Task data:
:::::
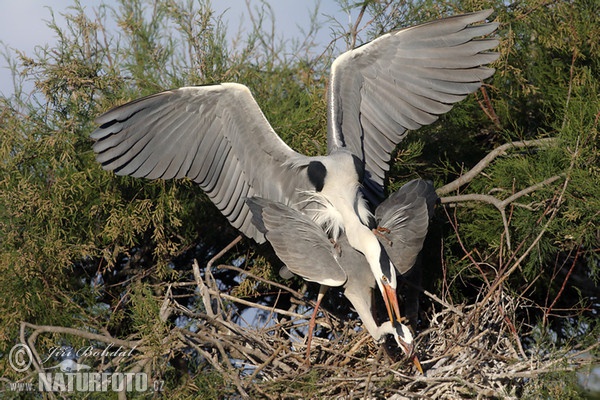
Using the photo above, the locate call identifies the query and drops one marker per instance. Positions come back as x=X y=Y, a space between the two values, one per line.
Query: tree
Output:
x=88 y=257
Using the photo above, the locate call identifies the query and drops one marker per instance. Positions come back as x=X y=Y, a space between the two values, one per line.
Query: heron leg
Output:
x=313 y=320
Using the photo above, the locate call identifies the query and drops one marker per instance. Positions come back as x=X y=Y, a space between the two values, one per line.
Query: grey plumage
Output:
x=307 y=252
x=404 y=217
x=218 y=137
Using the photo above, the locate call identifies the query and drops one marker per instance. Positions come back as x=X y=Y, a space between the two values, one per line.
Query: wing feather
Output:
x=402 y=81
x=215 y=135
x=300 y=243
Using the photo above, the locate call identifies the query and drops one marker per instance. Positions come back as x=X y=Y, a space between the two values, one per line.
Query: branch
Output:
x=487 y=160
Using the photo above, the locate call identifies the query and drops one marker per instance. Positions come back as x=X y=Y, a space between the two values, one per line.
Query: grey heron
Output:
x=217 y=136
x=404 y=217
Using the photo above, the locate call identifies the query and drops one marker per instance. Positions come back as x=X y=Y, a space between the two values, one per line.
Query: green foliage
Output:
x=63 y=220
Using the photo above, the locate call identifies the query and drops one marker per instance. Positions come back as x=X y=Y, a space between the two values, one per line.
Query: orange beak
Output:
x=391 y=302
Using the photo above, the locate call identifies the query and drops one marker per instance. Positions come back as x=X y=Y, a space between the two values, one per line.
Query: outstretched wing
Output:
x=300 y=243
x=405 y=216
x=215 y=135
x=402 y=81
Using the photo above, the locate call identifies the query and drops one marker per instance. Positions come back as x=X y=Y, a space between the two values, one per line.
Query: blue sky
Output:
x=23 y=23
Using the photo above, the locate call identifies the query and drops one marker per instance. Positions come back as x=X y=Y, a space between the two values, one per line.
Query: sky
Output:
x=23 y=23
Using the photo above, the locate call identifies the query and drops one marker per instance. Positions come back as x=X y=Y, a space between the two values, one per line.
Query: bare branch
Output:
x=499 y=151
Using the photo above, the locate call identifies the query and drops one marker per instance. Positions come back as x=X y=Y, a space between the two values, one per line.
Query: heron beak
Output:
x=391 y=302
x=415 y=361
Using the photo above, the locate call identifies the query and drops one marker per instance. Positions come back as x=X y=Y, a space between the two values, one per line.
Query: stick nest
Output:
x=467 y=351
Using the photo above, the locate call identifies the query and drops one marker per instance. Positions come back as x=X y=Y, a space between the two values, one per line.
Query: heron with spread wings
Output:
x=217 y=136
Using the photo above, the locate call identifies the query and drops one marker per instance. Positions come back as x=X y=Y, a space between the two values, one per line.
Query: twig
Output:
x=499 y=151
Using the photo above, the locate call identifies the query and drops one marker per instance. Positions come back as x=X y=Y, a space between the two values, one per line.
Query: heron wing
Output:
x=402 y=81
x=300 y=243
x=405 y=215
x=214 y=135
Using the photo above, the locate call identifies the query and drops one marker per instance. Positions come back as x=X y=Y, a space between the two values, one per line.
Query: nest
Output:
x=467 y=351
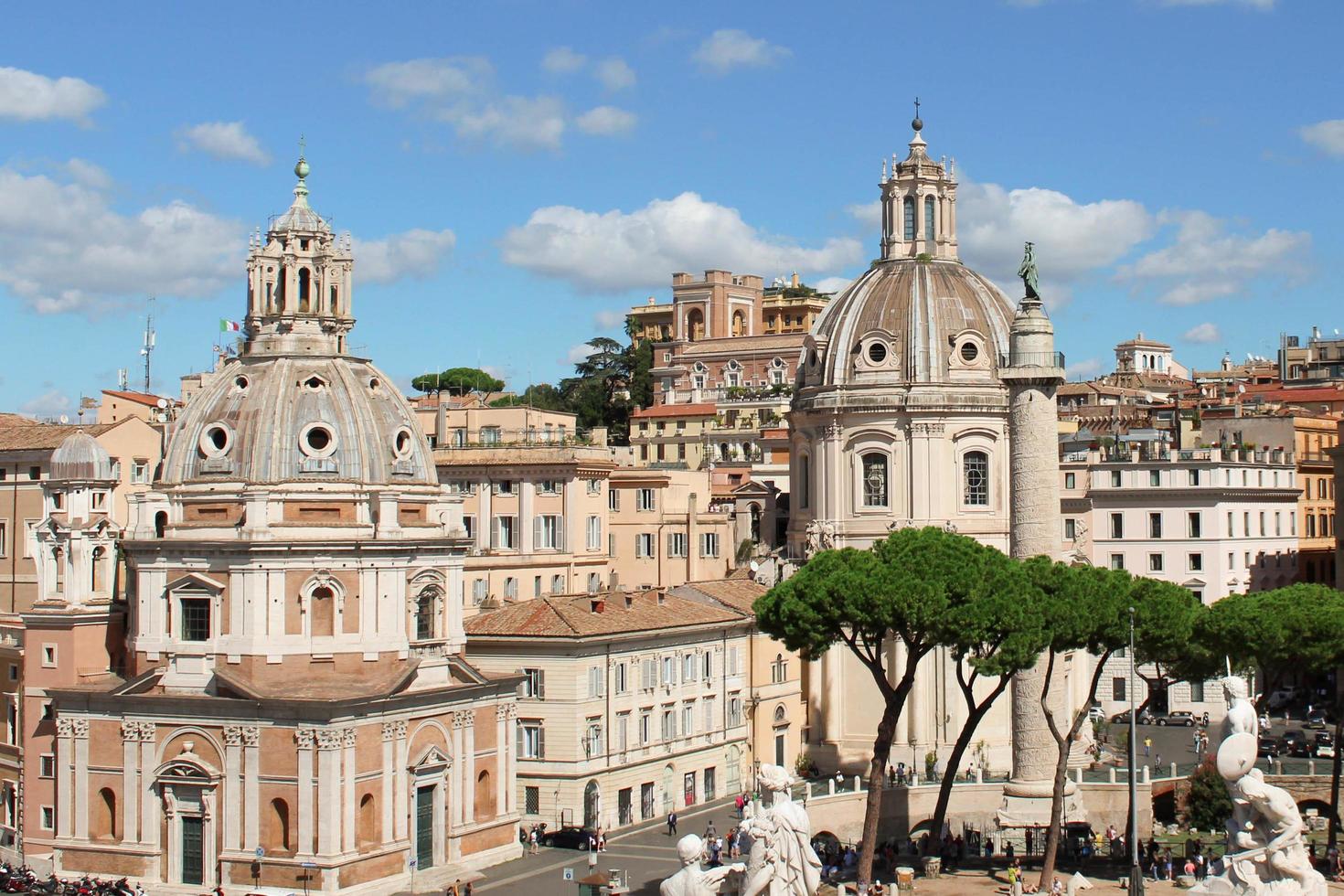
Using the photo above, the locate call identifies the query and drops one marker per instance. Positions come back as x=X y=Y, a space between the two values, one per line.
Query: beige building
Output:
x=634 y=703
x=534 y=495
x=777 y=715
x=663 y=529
:::::
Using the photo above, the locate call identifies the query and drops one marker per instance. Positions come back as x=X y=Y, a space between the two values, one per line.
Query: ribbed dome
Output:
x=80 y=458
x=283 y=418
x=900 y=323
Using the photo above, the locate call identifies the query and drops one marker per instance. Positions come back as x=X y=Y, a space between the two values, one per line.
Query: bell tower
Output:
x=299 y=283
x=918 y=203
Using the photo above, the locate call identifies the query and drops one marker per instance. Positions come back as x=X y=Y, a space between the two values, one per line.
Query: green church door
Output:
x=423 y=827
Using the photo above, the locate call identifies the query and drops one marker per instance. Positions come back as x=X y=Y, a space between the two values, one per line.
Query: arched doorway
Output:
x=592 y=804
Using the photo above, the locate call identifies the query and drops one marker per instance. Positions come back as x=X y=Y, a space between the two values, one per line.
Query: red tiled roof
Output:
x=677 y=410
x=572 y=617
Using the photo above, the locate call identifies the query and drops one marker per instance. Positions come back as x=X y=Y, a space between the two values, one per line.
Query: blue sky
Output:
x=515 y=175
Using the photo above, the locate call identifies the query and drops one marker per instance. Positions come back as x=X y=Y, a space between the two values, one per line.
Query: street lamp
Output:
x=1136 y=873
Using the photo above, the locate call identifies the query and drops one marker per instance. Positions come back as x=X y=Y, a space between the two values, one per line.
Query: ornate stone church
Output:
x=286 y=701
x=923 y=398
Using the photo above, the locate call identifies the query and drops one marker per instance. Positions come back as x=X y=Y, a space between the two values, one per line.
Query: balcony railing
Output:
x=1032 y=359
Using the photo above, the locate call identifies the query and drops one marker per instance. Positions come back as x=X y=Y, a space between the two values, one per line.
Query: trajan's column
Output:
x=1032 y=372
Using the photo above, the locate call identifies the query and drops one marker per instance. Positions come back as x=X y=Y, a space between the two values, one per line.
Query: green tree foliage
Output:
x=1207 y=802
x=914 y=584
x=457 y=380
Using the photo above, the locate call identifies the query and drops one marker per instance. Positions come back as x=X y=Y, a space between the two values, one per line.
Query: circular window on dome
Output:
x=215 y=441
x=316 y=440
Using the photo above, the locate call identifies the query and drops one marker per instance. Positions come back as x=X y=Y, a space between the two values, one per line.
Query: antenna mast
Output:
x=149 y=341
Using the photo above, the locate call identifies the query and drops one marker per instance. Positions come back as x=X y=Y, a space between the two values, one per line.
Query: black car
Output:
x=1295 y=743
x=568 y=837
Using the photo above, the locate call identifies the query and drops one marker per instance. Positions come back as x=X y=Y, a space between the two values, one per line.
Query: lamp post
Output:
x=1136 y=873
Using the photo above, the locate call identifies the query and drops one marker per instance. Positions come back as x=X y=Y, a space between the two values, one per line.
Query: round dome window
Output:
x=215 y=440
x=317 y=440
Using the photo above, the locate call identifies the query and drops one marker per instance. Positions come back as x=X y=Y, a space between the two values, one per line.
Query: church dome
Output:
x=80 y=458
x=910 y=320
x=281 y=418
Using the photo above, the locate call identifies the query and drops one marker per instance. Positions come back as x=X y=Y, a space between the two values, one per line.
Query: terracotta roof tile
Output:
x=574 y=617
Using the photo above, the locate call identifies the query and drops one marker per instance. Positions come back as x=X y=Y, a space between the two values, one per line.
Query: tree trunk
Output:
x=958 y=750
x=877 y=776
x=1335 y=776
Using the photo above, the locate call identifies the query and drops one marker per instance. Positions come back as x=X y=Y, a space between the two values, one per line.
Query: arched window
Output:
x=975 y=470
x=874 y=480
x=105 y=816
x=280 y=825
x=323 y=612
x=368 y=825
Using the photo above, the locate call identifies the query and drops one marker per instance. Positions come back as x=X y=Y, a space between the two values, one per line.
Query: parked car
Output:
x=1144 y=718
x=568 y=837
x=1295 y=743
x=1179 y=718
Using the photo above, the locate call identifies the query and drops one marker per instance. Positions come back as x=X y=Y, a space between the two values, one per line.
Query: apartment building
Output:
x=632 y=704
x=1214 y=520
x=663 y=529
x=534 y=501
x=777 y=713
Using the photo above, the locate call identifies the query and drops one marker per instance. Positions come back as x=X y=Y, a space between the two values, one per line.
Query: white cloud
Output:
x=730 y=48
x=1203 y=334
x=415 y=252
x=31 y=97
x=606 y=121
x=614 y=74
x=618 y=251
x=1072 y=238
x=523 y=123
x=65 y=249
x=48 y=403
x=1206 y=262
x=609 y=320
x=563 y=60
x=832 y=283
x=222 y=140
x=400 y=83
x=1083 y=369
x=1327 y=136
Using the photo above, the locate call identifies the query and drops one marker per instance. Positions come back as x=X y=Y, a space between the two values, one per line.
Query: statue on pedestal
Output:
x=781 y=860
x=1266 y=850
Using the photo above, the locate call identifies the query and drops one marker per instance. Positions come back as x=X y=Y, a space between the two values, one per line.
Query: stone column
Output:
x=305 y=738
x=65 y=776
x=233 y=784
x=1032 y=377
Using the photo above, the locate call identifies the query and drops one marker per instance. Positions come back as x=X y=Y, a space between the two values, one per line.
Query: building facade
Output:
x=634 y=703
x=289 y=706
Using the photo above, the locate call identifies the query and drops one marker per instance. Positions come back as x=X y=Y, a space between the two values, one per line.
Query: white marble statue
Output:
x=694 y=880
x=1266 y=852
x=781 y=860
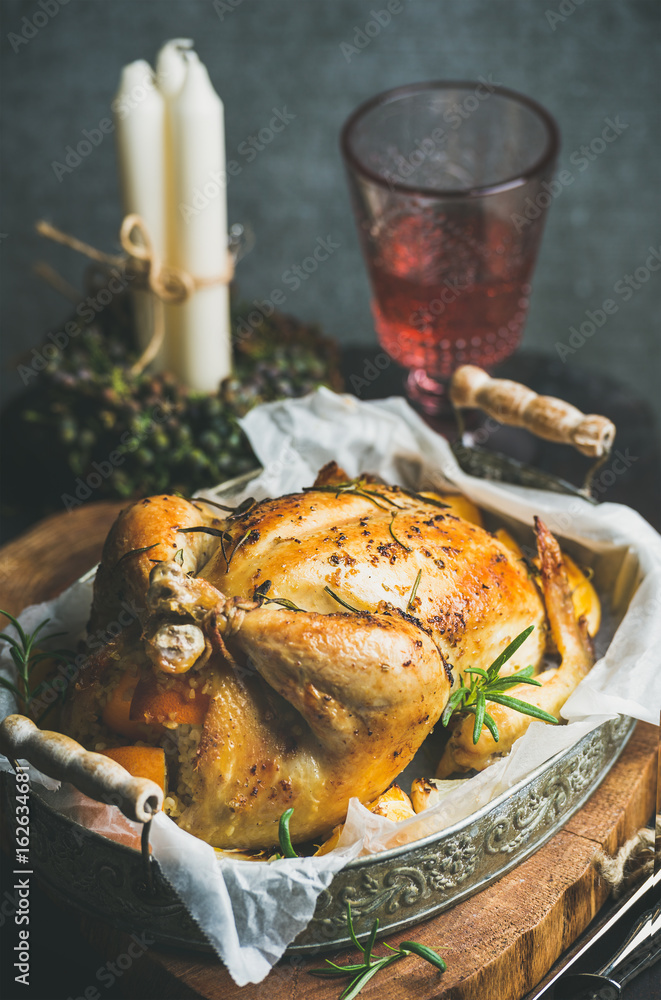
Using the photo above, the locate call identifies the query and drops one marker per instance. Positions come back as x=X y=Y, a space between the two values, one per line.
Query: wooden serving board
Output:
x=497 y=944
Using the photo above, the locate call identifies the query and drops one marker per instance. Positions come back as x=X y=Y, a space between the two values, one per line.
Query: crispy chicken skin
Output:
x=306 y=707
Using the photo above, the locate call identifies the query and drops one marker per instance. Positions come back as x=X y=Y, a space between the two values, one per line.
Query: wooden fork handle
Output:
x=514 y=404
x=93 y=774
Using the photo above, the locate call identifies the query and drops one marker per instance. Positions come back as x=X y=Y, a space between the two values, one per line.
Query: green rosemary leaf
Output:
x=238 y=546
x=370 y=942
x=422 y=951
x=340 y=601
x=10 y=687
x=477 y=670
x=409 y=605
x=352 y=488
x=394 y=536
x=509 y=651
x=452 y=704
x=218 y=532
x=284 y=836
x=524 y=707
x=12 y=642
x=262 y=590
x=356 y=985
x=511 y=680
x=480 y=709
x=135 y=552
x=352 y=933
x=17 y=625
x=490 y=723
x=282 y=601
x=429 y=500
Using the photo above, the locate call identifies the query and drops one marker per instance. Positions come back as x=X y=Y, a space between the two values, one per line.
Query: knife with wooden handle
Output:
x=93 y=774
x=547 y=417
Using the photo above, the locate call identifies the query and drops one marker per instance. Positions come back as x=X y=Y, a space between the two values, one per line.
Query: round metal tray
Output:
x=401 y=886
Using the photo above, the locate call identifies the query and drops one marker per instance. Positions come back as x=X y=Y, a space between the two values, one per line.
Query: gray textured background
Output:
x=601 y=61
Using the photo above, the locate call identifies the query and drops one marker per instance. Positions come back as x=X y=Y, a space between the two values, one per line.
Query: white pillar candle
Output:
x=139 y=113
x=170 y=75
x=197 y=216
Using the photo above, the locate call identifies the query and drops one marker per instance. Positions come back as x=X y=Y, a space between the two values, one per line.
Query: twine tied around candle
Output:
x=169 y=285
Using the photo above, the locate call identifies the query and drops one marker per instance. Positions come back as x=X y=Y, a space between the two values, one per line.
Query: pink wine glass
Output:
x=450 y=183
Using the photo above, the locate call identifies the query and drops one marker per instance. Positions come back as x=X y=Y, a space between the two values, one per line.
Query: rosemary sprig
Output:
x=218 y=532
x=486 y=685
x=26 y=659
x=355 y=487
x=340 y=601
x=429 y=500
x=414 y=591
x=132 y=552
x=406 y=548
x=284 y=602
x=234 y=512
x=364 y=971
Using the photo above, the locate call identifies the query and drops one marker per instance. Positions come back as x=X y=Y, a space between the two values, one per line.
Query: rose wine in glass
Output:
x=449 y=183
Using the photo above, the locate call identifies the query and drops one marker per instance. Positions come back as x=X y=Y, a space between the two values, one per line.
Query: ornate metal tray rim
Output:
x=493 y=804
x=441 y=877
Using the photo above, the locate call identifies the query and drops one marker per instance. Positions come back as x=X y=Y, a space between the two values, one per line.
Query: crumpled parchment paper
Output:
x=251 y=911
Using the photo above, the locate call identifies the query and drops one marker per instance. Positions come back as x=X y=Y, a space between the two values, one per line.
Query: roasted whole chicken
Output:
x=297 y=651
:::::
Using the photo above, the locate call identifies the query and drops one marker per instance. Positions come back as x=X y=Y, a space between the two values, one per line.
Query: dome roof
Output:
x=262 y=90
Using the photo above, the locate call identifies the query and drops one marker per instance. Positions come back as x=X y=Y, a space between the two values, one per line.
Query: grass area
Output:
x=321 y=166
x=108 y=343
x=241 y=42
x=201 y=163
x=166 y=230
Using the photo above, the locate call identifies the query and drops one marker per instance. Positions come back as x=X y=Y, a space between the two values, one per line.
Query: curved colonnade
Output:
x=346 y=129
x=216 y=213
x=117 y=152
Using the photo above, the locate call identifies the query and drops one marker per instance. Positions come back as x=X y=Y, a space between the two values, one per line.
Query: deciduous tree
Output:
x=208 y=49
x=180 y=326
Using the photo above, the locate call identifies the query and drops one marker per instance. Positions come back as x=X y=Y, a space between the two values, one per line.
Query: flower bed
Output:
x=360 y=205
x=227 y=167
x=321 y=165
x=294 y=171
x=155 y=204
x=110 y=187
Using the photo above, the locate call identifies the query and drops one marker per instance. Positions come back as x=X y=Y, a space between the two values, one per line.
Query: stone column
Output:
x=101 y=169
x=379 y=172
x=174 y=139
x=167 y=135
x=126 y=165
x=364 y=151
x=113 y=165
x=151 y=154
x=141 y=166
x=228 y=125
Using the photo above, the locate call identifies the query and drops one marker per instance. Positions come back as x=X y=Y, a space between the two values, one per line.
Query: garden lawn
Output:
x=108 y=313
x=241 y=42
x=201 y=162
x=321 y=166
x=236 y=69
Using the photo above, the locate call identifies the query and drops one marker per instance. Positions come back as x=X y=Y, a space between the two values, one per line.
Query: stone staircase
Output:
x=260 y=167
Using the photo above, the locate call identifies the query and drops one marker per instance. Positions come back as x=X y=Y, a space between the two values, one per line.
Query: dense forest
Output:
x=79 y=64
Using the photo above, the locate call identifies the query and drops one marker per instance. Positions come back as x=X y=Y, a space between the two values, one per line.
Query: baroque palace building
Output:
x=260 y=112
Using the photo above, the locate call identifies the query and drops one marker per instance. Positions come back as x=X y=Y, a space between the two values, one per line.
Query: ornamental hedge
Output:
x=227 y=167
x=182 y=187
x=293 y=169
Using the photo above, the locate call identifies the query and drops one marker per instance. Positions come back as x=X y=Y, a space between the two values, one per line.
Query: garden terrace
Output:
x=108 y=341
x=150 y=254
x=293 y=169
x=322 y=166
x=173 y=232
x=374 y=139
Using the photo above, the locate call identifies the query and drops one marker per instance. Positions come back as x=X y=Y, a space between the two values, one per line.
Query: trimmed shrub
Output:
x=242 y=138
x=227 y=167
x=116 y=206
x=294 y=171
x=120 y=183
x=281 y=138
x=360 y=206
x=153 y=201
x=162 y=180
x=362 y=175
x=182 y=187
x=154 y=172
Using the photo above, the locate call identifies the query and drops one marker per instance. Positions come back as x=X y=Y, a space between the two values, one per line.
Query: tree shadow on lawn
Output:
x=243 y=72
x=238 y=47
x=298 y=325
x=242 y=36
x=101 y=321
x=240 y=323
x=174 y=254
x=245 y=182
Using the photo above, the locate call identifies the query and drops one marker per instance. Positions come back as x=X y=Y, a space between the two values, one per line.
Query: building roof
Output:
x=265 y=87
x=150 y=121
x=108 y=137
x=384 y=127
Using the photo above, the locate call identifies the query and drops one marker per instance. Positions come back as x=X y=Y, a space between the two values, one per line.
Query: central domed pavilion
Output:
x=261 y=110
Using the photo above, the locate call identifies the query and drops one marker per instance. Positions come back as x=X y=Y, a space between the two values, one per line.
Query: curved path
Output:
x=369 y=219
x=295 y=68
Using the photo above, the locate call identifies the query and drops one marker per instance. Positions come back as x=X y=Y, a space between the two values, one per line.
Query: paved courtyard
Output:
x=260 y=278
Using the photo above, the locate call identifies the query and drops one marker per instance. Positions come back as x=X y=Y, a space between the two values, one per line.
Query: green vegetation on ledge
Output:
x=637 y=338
:::::
Exercise aim:
A single number is required: the count of lines in the data that contain the string "glass".

Response box:
2